### Instructions for the task
Present the lines as a Markdown table, starting with the line that contains "of the stone." and continuing through the line that contains "<point>81,89</point>". Use the columns Row and Line, number each row, and leave out blank lines.

— Start Supplied records —

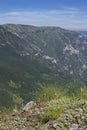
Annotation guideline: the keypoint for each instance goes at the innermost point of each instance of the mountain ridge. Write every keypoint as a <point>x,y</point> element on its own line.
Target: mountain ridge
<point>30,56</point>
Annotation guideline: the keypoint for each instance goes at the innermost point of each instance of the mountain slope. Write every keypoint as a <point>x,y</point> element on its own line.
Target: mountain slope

— End Supplied records —
— Start Supplied records —

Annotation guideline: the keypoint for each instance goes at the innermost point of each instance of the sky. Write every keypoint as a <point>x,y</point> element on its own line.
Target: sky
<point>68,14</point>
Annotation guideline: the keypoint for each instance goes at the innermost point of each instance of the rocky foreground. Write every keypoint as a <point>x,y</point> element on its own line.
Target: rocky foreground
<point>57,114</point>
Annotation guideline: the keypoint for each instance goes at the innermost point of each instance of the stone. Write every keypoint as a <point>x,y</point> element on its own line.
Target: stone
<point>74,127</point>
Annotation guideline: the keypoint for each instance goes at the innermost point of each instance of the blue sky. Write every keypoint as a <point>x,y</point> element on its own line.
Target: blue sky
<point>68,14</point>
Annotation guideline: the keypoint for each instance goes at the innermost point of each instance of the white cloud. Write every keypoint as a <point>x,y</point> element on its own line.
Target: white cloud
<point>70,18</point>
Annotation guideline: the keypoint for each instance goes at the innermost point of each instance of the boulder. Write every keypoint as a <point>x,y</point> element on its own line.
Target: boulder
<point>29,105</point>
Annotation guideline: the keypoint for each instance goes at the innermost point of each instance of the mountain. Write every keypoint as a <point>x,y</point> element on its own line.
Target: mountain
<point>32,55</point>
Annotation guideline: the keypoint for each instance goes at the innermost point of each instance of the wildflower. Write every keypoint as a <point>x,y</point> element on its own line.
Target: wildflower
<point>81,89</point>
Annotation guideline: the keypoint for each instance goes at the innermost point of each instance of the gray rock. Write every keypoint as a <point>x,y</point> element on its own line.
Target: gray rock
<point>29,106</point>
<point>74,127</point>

— End Supplied records —
— Start Supplied records —

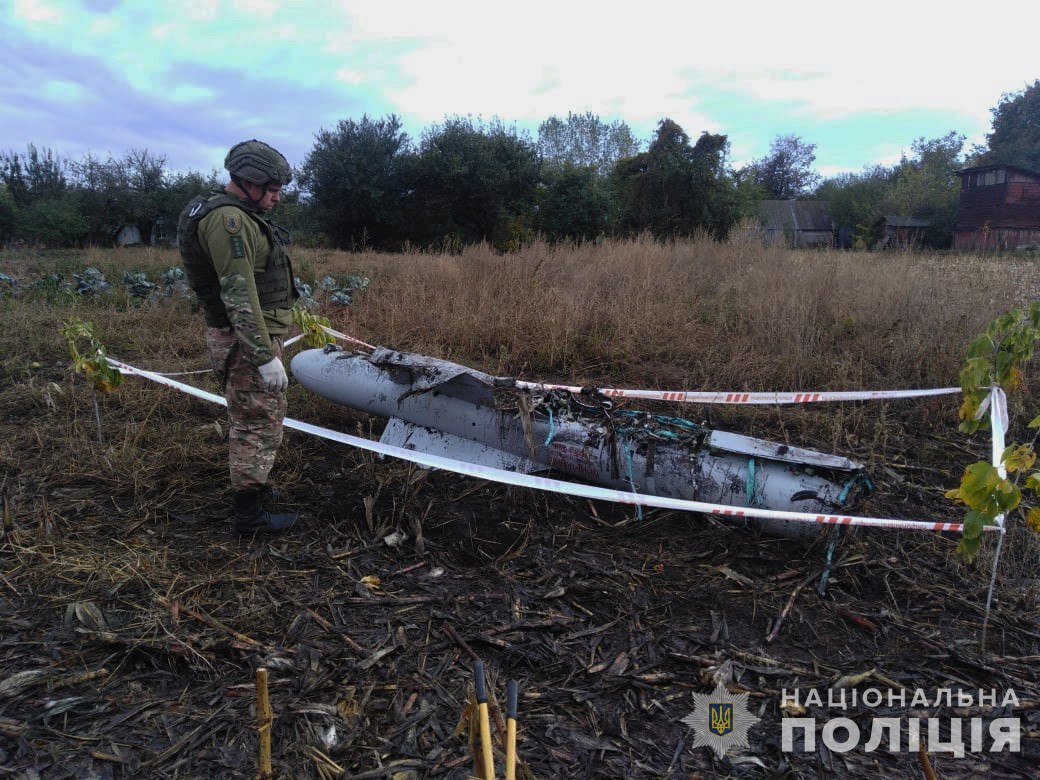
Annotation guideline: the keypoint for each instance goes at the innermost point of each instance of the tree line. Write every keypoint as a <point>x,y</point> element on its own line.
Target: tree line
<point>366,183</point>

— End Supplied records —

### Completed exercise
| Row | Line |
|---|---|
| 1 | Annotation guideline: the keypoint for each instance goes at the innermost point of each instance of the stone. Write every keypoint as a <point>x,y</point> element on its own line. |
| 2 | Target: stone |
| 3 | <point>74,127</point> |
| 4 | Annotation guideline: the keypoint for each instance goes at the innermost point of each instance of the blue sky. Write every keypoint as a <point>x,y</point> element on its own line. |
| 5 | Target: blue sky |
| 6 | <point>68,14</point> |
| 7 | Annotation guideline: the keypoint for each instance goes at the innermost point of each instance of the white cloud. Write every keypoint as a <point>x,y</point> element on its own line. |
| 8 | Target: white cloud |
| 9 | <point>70,18</point> |
| 10 | Annotation guideline: the keypoint for each instance goes at the innermost point of each instance of the boulder. Write every keypoint as a <point>x,y</point> element on its own line. |
| 11 | Target: boulder |
| 12 | <point>29,105</point> |
| 13 | Annotation guideline: the keypoint for each instance goes at the innermost point of each instance of the mountain. Write every keypoint as a <point>x,y</point> element on its own line. |
| 14 | Target: mountain |
| 15 | <point>32,55</point> |
| 16 | Annotation guideline: the keypoint for each instance goes at the innermost point of each instance of the wildflower. Write every keypoint as a <point>x,y</point> element on its own line. |
| 17 | Target: wildflower |
| 18 | <point>81,89</point> |